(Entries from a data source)
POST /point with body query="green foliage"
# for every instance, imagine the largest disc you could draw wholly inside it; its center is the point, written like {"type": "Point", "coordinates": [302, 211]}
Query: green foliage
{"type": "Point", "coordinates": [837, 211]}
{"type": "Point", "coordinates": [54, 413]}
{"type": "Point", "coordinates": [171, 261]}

### SHORT PROBLEM
Rewrite the entries above, swapping "green foliage" for "leafy vegetation" wherever it occurs and keeping everything else the same.

### FULL OUTPUT
POST /point with body query="leafy vegetation"
# for every instance, imagine the largest disc you could draw wholly inside it; its center is the point, written like {"type": "Point", "coordinates": [302, 211]}
Query: leafy vegetation
{"type": "Point", "coordinates": [837, 211]}
{"type": "Point", "coordinates": [54, 413]}
{"type": "Point", "coordinates": [171, 261]}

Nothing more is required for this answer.